Render all of the records below as a two-column CSV with the header goal,boxes and one row per record. Put each record's text under goal and its answer under boxes, enclosing every field in quotes and replacing line breaks with spaces.
▼
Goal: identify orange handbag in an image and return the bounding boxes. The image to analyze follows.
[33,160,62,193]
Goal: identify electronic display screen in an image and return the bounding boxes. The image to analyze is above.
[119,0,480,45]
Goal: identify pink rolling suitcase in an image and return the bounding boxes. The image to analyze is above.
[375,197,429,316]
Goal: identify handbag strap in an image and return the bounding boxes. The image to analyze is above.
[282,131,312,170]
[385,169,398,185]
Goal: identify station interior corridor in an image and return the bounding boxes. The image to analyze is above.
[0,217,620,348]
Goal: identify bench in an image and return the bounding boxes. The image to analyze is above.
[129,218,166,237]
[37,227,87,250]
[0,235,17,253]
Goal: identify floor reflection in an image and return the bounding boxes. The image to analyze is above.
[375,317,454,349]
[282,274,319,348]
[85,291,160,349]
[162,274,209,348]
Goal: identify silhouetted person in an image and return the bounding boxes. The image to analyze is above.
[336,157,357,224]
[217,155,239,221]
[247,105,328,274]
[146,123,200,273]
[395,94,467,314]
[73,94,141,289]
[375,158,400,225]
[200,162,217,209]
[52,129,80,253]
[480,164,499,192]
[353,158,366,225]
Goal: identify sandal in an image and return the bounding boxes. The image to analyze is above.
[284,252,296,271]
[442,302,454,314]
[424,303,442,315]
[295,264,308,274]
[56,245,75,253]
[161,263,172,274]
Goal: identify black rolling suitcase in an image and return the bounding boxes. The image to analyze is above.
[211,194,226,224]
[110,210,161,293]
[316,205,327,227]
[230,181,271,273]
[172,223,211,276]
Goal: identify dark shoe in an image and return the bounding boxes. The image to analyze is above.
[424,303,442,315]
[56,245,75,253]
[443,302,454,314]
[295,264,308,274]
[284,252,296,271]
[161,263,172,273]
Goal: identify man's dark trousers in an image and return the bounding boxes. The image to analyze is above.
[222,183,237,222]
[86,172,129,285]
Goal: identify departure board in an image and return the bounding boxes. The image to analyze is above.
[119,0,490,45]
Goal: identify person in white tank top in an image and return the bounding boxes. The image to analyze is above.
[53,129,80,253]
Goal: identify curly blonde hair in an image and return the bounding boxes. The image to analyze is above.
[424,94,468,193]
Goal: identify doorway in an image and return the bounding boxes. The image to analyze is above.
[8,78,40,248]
▲
Task output:
goal,boxes
"Goal: identify orange handbag in an image and return the bounding boxes. The image to analyze follows.","[33,160,62,193]"
"Goal: identify electronic display screen in an image and return the bounding boxes. The image to analyze is above.","[119,0,480,45]"
"Goal: identify pink rolling suitcase in an image and return the bounding boxes. The image to analyze is above.","[375,197,429,316]"
"Goal: identify handbag strap in an image and return the bounding boxes. The image to analyze is above.","[282,131,312,170] [385,169,398,185]"
"Goal: identify station interior corridor in an image and return the bounding boxes. The image to analyze is above.","[0,217,620,348]"
"Goal: identify bench in an image and return the bounding boxes. The image to analyze is above.","[129,218,166,237] [37,227,87,250] [0,235,17,253]"
"Goal: identify floor reflection in an image and return the bounding boxes. The image to analyze is above.","[375,317,454,349] [282,274,319,348] [85,291,160,349] [162,274,209,348]"
"Goal: identify silhouetted person in an image and return the bounding boxes. The image to analyze is above.","[336,157,357,224] [217,155,239,221] [247,105,328,274] [146,123,200,273] [395,94,467,314] [73,94,141,289] [375,158,400,225] [200,162,217,209] [52,129,80,253] [480,164,499,192] [353,158,366,225]"
"Goal: identify sandal in an image and return the bounding boxes. The image to analyze is above.","[284,252,296,271] [442,302,454,314] [424,303,442,315] [295,264,308,274] [56,245,75,253] [161,263,172,274]"
"Goal: identify black rolling suitcase in an image and return the bounding boxes. The image to analyze is above.","[211,194,226,224] [110,210,161,293] [316,205,327,227] [230,181,271,273] [172,223,211,276]"
"Goal: identify dark shoe in an image and return the bounding boxes. The image to analyze is above.","[424,303,442,315] [56,245,75,253] [443,302,454,314] [295,264,308,274] [284,252,296,271] [161,263,172,273]"
"Goal: identify man's dark trousers in an image and return the bounding boxes. The image to analyze is above.","[222,183,237,222] [86,172,129,285]"
"Goal: identify departure board in an image and return the bounding boxes. The image to analyze is above.","[119,0,490,45]"
"Goal: identify person in white tank top in an image and return the bounding boxes. The image to analyze is above.","[53,129,80,253]"
"Goal: identify curly blonde hair in an image and return the bounding boxes. The image to analyze is above.","[424,94,468,193]"
"Goal: identify doorway in an image and return the bounding boxes. The image to analyze is above.","[8,78,40,248]"